> WORK REQUIRED: Set the data down again so that every line matches exactly.

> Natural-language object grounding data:

::::

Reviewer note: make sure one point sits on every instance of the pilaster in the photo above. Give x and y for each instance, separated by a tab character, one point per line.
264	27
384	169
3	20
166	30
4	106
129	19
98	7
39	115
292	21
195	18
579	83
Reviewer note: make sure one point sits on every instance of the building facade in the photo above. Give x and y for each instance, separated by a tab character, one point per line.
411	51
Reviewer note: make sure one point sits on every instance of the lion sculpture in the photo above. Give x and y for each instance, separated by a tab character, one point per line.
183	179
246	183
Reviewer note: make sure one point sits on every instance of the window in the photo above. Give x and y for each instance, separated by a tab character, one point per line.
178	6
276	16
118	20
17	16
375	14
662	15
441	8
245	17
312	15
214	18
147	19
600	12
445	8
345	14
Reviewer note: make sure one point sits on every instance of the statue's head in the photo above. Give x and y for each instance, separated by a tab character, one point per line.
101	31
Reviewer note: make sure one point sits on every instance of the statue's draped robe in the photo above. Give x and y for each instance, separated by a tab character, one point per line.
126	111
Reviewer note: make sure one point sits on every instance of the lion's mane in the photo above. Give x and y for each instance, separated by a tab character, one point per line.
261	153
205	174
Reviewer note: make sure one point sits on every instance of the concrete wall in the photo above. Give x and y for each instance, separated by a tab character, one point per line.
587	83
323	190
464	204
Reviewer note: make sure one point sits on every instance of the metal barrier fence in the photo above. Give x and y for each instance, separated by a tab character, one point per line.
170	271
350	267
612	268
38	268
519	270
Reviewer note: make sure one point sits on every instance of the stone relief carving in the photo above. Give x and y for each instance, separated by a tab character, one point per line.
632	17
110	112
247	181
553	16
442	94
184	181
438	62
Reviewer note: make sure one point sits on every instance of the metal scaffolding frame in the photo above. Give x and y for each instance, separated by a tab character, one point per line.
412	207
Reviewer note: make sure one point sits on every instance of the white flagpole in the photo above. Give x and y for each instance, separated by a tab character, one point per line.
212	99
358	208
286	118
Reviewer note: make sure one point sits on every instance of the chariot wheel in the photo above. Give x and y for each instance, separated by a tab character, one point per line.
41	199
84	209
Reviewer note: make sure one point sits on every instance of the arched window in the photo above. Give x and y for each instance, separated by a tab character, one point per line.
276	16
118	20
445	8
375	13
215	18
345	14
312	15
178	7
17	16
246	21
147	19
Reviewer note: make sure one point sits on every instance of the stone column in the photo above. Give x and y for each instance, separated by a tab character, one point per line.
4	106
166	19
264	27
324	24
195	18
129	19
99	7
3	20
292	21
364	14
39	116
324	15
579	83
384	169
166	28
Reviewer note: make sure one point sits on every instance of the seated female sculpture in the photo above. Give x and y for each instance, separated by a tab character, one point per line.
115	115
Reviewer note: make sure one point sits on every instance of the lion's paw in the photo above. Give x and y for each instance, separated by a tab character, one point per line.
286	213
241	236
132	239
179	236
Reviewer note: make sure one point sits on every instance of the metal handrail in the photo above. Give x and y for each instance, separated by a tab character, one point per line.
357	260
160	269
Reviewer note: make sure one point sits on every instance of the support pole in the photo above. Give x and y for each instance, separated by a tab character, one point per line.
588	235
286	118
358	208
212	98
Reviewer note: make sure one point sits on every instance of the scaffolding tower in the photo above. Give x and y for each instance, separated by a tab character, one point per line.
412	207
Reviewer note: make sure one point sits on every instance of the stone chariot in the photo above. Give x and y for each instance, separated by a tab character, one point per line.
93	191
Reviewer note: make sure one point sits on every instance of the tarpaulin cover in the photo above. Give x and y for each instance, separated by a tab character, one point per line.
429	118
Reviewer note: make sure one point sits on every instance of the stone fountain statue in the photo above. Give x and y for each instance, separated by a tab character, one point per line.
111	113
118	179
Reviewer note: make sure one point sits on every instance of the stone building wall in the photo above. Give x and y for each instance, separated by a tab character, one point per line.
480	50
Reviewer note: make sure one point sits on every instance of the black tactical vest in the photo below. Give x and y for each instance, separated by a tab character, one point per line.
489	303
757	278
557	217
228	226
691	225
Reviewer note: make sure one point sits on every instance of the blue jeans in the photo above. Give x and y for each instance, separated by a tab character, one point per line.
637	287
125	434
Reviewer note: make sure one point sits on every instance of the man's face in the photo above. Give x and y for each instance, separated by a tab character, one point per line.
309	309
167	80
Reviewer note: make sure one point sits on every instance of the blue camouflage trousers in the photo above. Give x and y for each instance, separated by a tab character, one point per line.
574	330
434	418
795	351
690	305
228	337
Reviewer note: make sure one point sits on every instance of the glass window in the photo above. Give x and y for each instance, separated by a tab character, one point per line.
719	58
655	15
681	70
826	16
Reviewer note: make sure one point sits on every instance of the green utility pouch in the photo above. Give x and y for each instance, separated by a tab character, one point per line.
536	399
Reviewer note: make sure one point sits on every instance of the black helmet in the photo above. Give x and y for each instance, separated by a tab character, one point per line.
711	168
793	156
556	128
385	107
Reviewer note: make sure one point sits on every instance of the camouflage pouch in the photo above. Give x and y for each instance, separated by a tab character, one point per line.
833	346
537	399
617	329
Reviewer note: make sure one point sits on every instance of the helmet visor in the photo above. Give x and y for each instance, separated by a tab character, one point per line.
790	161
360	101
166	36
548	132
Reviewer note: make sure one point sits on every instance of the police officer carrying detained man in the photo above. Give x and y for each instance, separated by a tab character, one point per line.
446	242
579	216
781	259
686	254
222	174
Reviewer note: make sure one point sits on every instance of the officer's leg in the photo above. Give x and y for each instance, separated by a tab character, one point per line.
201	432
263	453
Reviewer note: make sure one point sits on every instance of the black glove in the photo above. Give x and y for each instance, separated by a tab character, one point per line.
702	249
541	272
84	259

::::

> OUTPUT OF THE EXERCISE:
Reviewer note: make sure one point sits on every instance of the pilaster in the photo above. Give x and y for each instance, separated by a tab character, one point per line.
264	27
384	169
3	20
166	30
4	106
129	19
98	7
39	115
292	21
195	18
579	83
Reviewer note: make sure one point sits on every instance of the building facade in the photo above. Give x and y for each instance, separated by a tab character, one point per line.
411	51
Reviewer note: make sure one point sits on every instance of the lion sculpture in the photo above. Give x and y for each instance, separated by a tab character, one point per line.
183	179
246	183
Reviewer note: make sure one point sits on every instance of the window in the photo above. Give x and y for each instance, separated by a tab character, one point per line.
178	6
276	16
118	20
17	16
375	14
662	15
441	8
245	17
312	15
214	18
147	19
600	12
445	8
345	14
Reviewer note: make sure one point sits on every instance of the statue's head in the photo above. Give x and y for each instance, separated by a tab character, one point per line.
101	31
Reviewer note: make sure one point sits on every instance of the statue's draped robe in the photo above. Give x and y for each instance, separated by a tab character, one point per line.
126	111
Reviewer note: make sure one point sits on every instance of the lion's mane in the photo above. Give x and y for each instance, separated by a tab character, one point per line.
261	153
205	174
Reviewer note: make sure one point sits on every instance of the concrete wall in the photo above. Give x and y for each instance, separated by a tab character, one point per line.
587	83
323	190
464	204
Reviewer note: make sure one point sits on every instance of the metal barrier fence in the photo above. Give x and y for each instance, separated by a tab character, one point per line.
170	271
350	267
612	268
38	268
519	270
Reviewer note: make sure one point sits on every instance of the stone relief carving in the photo above. Give x and y for each instance, separated by a tab character, one point per line.
632	17
110	112
247	181
553	16
442	94
184	181
438	62
Reviewer note: make sure one point sits on every instance of the metal scaffolding frame in the photo above. Give x and y for each instance, separated by a tab character, one point per line.
412	207
Reviewer note: make sure one point sits on every instance of the white flagpole in the photo above. Give x and y for each instance, separated by a tab character, one point per line.
212	99
358	208
286	118
Reviewer note: make sure one point sits on every instance of the chariot wheel in the photo above. Give x and y for each instance, separated by a tab character, one point per line.
41	199
84	209
Reviewer note: make sure one point sits on every instance of the arched window in the photo above. Give x and y for each instance, separated by a tab character, one point per line.
276	16
118	20
445	8
375	13
215	18
345	14
312	15
178	7
17	16
246	21
147	19
Reviewer note: make sure one point sits on every instance of the stone column in the photo above. Give x and y for each instance, separated by a tab character, one point per line.
4	106
166	19
264	27
324	24
195	18
129	19
99	7
3	20
292	21
364	14
39	116
324	15
579	83
384	169
166	28
Reviewer note: make sure one point sits on every instance of the seated female sculpture in the photo above. Give x and y for each instance, separated by a tab character, one point per line.
115	115
Reviewer note: make sure one point sits on every instance of the lion's paw in the photo above. Give x and y for each instance, separated by a tab character, one point per line.
286	213
241	236
132	239
179	236
Reviewer note: make sure one point sits on every instance of the metal handrail in the photo above. Give x and y for each instance, separated by a tab character, one point per line.
357	260
160	269
Reviewer note: make sure one point sits on every instance of the support pole in the photo above. Give x and y for each instance, separated by a tab character, one point per line.
588	235
286	118
358	208
212	98
Reviewer note: make sure one point sits on every instance of the scaffolding tower in the photo above. Give x and y for each instance, separated by a tab character, one point per line.
412	207
Reviewer note: make sure one point sits on every instance of the stone chariot in the photo above. Give x and y for each instance, separated by a tab character, one point per line.
93	191
Reviewer note: make sure one point sits on every instance of the tarpaulin cover in the photo above. Give x and y for each instance, separated by a tab character, one point per line.
429	118
Reviewer note: make sure one point sits on every instance of the stone fountain statue in the photo above. Give x and y for each instance, separated by a tab character, one point per line.
111	113
118	179
Reviewer note: make sure one point sits on every instance of the stone building wall in the photo above. Give x and y for each instance, separated by a tab character, one point per line.
480	50
Reviewer note: make sure one point sits on every instance of the black tactical vest in the photo below. Give x and y for each instance, separated by a tab character, one point per line.
489	303
757	278
557	217
228	226
691	225
Reviewer note: make sure one point sits on every instance of the blue jeans in the photo above. Give x and y for each instance, separated by a tab character, one point per line.
637	287
125	434
Reviewer note: make sure one point sits on every instance of the man's face in the photo above. Give x and y for each instance, separated by a tab character, one point per line.
309	309
167	80
Reviewer note: make sure one point sits on every instance of the blue camouflage trousers in the photo above. Give x and y for each instance, separated by a tab character, one point per line.
574	330
434	418
795	351
690	305
228	337
Reviewer note: make sure one point sits on every instance of the glass window in the photo above. Give x and y for each instance, separated by a tab character, one point per line.
719	58
655	15
681	70
826	16
Reviewer note: make sure one point sits on every instance of the green utility pouch in the photo above. Give x and y for each instance, separated by a tab character, one point per line.
536	399
Reviewer note: make sure one point sits on every instance of the black helmet in the photo above. Give x and y for each instance, separated by a tab character, one point per line.
711	168
793	156
556	128
385	107
Reviewer note: make sure one point sits on every instance of the camouflage pouch in the photo above. Give x and y for each instance, separated by a tab character, one point per line.
833	346
537	399
617	329
Reviewer note: make sure one point sits on every instance of the helmet visor in the photo above. Give x and y for each instance, separated by a tab character, one point per line.
790	161
360	101
166	36
548	132
Reviewer note: make sure one point sits on every instance of the police officer carrying detained man in the photo above. Give x and y for each instance, separated by a tab character, one point per line.
446	242
579	216
781	259
686	254
222	174
Reviewer note: make sure one point sits on every instance of the officer's leg in the photo above. Give x and y for each instance, separated by a tab character, one point per line.
201	432
263	453
Reviewer note: make sure one point sits on every instance of the black glove in the photo above. Give x and y for each instance, separated by a tab character, one point per line.
702	249
541	272
84	259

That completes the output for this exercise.